• _Task brief_: Render all of the records as a two-column CSV with the header instruction,outline and one row for each: the request text under instruction and its answer under outline. Put each value in a single quoted field, turn line breaks into spaces, and omit the pictures.
** Begin **
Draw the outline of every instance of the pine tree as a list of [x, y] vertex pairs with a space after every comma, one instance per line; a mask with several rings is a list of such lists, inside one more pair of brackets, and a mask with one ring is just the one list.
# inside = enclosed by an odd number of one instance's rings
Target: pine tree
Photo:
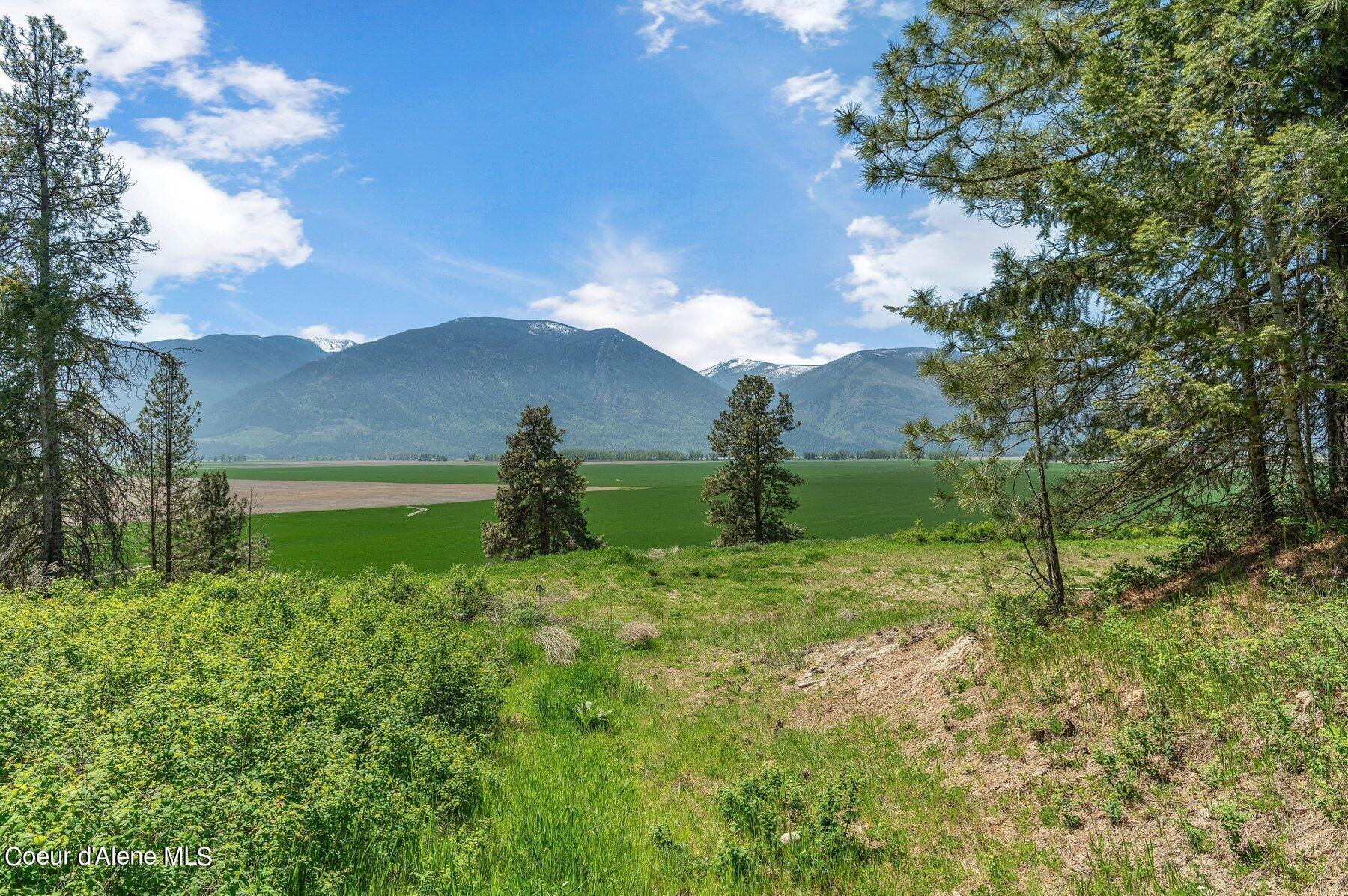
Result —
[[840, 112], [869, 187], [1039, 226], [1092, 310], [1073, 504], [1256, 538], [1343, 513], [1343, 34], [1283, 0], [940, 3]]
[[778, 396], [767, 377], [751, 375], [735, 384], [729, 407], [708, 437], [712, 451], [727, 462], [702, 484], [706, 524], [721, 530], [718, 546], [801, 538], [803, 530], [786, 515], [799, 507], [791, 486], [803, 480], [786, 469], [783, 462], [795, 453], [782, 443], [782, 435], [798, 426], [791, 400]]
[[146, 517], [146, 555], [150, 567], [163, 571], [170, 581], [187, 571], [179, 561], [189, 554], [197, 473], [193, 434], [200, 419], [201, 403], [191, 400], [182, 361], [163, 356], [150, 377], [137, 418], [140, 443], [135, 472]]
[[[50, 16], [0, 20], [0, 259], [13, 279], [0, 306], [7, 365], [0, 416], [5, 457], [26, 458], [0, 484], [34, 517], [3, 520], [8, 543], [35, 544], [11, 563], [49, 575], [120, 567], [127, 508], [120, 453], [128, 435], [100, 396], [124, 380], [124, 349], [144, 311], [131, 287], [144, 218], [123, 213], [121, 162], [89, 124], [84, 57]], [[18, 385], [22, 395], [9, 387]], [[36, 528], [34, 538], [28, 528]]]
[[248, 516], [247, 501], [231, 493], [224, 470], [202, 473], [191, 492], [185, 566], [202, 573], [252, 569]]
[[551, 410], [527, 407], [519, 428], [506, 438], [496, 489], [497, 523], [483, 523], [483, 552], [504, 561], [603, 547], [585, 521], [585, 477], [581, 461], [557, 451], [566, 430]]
** End **
• _Correct output_:
instruction,outline
"Draw the outline of every instance of the pine tree as a list of [x, y] vertex pairs with a space after every comma, one instance per line; a mask with several rings is a list of such lists, inside one more pair of brackets, and a mask with one ring is just the one list. # inside = enclosed by an odd number of one instance's rings Target: pine tree Photo: Result —","[[840, 112], [869, 187], [1039, 226], [1092, 310], [1073, 504], [1256, 538], [1343, 513], [1343, 34], [1283, 0], [940, 3]] [[778, 396], [767, 377], [751, 375], [735, 384], [729, 407], [708, 437], [712, 451], [727, 462], [702, 484], [706, 524], [721, 530], [718, 546], [801, 538], [803, 530], [786, 515], [799, 507], [791, 486], [803, 480], [786, 469], [783, 462], [795, 453], [782, 443], [782, 435], [798, 426], [791, 400]] [[146, 517], [146, 555], [150, 567], [163, 571], [170, 581], [187, 571], [179, 561], [189, 554], [197, 473], [193, 434], [200, 419], [201, 403], [191, 400], [182, 361], [163, 356], [150, 377], [137, 418], [140, 443], [135, 472]] [[[50, 16], [0, 20], [0, 259], [13, 279], [0, 306], [7, 365], [0, 416], [5, 457], [26, 458], [0, 484], [34, 517], [3, 520], [8, 543], [35, 544], [11, 563], [49, 575], [120, 567], [127, 508], [120, 453], [128, 435], [100, 396], [124, 380], [124, 349], [144, 311], [131, 287], [144, 218], [123, 213], [121, 162], [89, 124], [84, 57]], [[18, 385], [22, 395], [9, 387]], [[36, 528], [34, 538], [28, 528]]] [[248, 516], [247, 501], [231, 493], [224, 470], [202, 473], [191, 492], [185, 566], [202, 573], [252, 569]] [[551, 410], [527, 407], [519, 428], [506, 438], [496, 489], [497, 523], [483, 523], [483, 552], [504, 561], [603, 547], [585, 521], [585, 477], [581, 461], [557, 451], [566, 430]]"